» **Work order**: State the number of lines in the listing that contain "values". No further words are expected.

*** Block opens ***

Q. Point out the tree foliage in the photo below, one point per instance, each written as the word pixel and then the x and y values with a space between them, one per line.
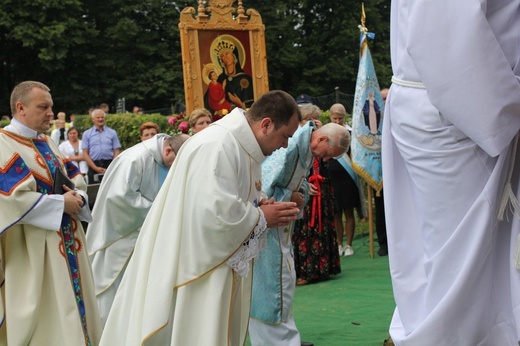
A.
pixel 96 51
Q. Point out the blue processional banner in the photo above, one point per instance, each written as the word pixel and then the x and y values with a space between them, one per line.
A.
pixel 367 119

*** Block closes ***

» **Task answer**: 2